Goal: Rewrite every line of the items, requests included, from the line containing "Identify one point on each instance of the wet" through the end of the items, including both ends. Scale each coordinate in the answers by 2.2 and round to whole numbers, with halves rounding up.

Dataset items about object locations:
------------
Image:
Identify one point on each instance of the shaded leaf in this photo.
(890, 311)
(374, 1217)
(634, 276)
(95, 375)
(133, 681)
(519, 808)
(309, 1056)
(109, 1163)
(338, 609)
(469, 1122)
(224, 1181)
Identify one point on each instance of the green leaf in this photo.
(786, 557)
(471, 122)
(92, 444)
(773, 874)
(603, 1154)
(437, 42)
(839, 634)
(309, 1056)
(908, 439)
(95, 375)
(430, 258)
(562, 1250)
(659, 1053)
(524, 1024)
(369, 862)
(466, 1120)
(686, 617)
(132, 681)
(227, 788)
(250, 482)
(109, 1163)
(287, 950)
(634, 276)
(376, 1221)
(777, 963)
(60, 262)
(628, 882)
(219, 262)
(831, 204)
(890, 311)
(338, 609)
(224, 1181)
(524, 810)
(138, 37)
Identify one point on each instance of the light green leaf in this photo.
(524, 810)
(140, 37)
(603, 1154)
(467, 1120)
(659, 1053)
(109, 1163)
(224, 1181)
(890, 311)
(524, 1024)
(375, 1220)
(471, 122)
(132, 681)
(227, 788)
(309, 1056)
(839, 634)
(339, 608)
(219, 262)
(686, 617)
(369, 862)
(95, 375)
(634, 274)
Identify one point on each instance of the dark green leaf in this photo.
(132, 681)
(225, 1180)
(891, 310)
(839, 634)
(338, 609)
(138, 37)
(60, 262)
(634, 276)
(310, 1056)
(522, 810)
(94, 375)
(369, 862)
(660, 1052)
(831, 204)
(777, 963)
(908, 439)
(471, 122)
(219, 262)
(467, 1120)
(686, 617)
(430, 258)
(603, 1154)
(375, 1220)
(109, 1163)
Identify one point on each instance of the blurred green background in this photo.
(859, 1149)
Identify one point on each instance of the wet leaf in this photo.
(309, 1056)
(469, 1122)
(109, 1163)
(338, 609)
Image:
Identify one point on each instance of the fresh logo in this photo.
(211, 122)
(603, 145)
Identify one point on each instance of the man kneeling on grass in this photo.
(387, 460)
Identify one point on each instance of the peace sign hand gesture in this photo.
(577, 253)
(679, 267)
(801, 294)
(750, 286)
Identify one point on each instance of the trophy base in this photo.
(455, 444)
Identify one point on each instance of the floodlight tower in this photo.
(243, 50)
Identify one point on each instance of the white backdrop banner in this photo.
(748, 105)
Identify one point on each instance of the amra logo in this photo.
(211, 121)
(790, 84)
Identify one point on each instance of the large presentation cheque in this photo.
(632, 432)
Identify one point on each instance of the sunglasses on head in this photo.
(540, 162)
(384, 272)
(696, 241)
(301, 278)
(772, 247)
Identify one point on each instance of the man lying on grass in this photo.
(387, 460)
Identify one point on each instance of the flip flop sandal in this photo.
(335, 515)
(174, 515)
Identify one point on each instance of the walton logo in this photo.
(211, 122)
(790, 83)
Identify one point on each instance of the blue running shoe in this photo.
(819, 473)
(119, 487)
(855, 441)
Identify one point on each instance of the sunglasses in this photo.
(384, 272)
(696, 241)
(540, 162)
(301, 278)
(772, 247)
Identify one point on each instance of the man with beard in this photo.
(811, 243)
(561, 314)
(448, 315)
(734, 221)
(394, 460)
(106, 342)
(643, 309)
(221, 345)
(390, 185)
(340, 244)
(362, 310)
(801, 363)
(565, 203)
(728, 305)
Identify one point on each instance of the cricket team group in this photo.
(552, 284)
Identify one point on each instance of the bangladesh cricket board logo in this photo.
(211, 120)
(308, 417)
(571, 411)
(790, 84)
------------
Result for this exercise:
Identify one point on each instance of the wet leaf in this photo.
(680, 2323)
(1032, 2468)
(240, 2559)
(744, 1340)
Image:
Identify one point on each instance of the fresh logo in this photo.
(464, 268)
(1327, 319)
Identify one point on each instance of the man kneeling on grass in this photo.
(851, 1012)
Identify one point on each instance of the peace sign hand gesture in this photo.
(1269, 557)
(1494, 587)
(1762, 647)
(1650, 629)
Identify one point on each instance of the trophy base in this photo.
(1001, 977)
Identify one point on each instance of the floodlight tower in this photo.
(535, 110)
Identify one point on each instance of the white backdrop banner in this photo.
(1646, 231)
Identify one point on each instance of the amra logo in this photo.
(464, 266)
(1738, 185)
Identify one point on each instance of the large presentation cheque in this photo.
(1390, 950)
Identify one point on each instance of the sunglasses on head in this photo.
(1188, 356)
(845, 598)
(1531, 530)
(662, 612)
(1698, 543)
Identify one point on each instance of the man lying on grass in this photo.
(851, 1012)
Identify one point on each instance of the flip flop sandal in this photo.
(737, 1133)
(383, 1133)
Identify one point on each instance of the walton logo in this photo.
(464, 268)
(1738, 183)
Identify one point on each instance of the blue running shoe in this photo.
(1802, 1041)
(262, 1071)
(1881, 970)
Identify one point on each instance of the sunglasses in this photo.
(845, 598)
(1531, 530)
(1188, 356)
(662, 612)
(1698, 543)
Identify one point on each instance of the man with beard in this photo.
(1784, 535)
(1234, 691)
(986, 693)
(1615, 486)
(867, 1012)
(233, 752)
(1415, 680)
(486, 759)
(858, 407)
(748, 537)
(796, 682)
(1762, 799)
(1243, 447)
(1602, 671)
Identify one point on each instance of the cricket team group in this photo.
(1214, 625)
Identify one point on each instance of the bangladesh cricket board logo in this photo.
(464, 264)
(678, 917)
(1256, 904)
(1738, 185)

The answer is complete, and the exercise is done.